__The problem__. Please reproduce the part of the listing that opens with its first line and closes with the line containing "left=183, top=72, right=264, bottom=101", both included, multiplying every bounding-box coordinate in the answers by 1.3 and rounding to whole numbers, with halves rounded up. Keep all other lines and numbers unchanged, and leave the pictures out.

__Listed entries__.

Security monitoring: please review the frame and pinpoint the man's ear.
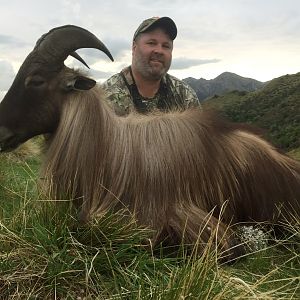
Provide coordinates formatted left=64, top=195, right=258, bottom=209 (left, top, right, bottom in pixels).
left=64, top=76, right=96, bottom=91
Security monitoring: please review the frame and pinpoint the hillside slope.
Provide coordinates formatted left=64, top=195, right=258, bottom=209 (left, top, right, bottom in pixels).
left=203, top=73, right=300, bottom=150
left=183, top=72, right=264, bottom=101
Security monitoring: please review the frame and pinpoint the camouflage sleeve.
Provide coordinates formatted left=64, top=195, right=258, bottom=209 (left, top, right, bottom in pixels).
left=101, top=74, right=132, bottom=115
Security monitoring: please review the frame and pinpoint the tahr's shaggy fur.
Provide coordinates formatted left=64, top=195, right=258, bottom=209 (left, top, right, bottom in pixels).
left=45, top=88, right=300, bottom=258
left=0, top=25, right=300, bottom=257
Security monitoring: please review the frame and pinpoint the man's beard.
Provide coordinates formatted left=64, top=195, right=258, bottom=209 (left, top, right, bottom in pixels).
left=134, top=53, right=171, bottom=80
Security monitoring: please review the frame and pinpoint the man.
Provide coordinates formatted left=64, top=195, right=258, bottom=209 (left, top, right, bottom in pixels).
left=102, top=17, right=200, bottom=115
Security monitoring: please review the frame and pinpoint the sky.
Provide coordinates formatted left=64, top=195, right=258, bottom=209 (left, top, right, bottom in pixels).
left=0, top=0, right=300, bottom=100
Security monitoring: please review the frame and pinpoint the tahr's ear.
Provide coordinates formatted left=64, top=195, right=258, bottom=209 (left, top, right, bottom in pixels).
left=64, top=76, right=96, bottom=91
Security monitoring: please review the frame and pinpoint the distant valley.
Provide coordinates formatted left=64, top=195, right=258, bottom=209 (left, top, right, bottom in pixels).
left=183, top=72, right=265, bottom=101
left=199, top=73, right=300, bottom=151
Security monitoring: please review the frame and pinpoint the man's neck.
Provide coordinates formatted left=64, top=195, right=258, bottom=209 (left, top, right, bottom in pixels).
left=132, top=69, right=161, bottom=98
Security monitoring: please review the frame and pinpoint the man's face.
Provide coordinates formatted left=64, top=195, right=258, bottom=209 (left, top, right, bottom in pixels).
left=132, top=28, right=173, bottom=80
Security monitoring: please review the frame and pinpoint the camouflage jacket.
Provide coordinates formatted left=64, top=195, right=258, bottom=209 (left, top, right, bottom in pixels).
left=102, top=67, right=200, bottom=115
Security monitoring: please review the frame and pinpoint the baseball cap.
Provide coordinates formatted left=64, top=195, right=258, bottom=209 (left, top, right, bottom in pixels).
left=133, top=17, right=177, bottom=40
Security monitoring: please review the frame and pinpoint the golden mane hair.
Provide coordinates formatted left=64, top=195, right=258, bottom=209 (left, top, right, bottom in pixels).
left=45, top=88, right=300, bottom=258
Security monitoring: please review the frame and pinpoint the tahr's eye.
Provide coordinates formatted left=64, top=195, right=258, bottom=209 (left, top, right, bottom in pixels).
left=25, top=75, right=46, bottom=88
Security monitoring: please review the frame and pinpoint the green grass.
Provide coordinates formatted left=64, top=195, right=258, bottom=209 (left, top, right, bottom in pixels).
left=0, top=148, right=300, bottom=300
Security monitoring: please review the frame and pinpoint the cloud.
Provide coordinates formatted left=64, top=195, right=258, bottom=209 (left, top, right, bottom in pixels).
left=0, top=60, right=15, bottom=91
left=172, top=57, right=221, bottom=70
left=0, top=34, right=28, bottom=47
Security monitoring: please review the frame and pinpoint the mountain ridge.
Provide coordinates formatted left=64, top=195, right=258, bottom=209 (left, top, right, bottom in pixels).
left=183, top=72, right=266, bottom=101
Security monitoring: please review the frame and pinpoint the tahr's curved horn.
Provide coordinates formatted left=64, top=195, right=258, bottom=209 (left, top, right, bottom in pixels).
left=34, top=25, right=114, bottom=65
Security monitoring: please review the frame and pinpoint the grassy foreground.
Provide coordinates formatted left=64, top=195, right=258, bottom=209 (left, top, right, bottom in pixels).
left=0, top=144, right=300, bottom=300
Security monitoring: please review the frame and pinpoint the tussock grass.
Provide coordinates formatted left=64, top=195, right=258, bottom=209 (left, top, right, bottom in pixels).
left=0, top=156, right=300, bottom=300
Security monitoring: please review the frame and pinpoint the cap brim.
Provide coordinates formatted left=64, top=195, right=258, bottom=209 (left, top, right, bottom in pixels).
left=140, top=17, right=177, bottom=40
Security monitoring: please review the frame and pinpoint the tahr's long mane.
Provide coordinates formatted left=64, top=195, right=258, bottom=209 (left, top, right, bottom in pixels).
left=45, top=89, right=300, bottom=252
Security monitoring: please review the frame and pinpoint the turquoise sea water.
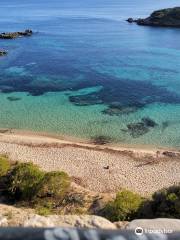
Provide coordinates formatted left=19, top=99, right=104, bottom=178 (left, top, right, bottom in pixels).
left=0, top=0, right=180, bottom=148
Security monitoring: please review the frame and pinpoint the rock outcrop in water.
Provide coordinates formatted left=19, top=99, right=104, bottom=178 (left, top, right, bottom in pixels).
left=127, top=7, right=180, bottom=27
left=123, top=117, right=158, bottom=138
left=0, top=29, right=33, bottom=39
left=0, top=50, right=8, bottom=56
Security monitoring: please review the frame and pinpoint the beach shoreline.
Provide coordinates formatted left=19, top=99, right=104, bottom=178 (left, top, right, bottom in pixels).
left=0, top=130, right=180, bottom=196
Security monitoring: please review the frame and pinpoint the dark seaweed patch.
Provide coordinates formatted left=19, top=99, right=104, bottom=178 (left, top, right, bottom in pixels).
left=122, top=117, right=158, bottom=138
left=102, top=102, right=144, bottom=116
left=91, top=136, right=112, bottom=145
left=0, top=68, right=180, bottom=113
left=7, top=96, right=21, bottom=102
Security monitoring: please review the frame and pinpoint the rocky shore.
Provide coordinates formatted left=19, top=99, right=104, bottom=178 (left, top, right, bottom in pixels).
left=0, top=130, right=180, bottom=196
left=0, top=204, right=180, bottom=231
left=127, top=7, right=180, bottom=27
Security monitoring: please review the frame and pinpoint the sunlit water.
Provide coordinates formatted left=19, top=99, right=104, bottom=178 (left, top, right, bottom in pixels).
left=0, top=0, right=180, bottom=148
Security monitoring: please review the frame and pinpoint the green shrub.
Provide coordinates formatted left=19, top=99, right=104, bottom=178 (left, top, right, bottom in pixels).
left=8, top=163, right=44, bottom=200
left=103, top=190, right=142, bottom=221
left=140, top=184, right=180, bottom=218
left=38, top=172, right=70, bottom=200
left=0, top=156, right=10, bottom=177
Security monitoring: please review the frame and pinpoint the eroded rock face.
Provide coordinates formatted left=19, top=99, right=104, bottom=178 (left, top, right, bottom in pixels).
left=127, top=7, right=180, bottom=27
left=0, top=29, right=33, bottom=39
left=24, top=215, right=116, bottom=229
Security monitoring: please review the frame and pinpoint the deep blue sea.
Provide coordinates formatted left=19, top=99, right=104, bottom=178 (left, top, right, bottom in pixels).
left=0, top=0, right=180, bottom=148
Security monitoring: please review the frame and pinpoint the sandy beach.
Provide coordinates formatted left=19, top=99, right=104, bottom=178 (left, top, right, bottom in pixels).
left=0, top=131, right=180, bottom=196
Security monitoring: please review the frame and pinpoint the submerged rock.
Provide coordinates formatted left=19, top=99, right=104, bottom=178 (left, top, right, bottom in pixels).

__The output__.
Security monitoring: please review the frame and pinpoint the man's ear.
Provide coordinates formatted left=64, top=195, right=258, bottom=209 (left, top, right, bottom in pixels).
left=83, top=99, right=125, bottom=118
Security monitoring: please review the frame and pinpoint the hillside slope.
Provide coordinates formatted left=64, top=195, right=258, bottom=209 (left, top, right, bottom in pixels).
left=264, top=95, right=390, bottom=195
left=238, top=94, right=343, bottom=131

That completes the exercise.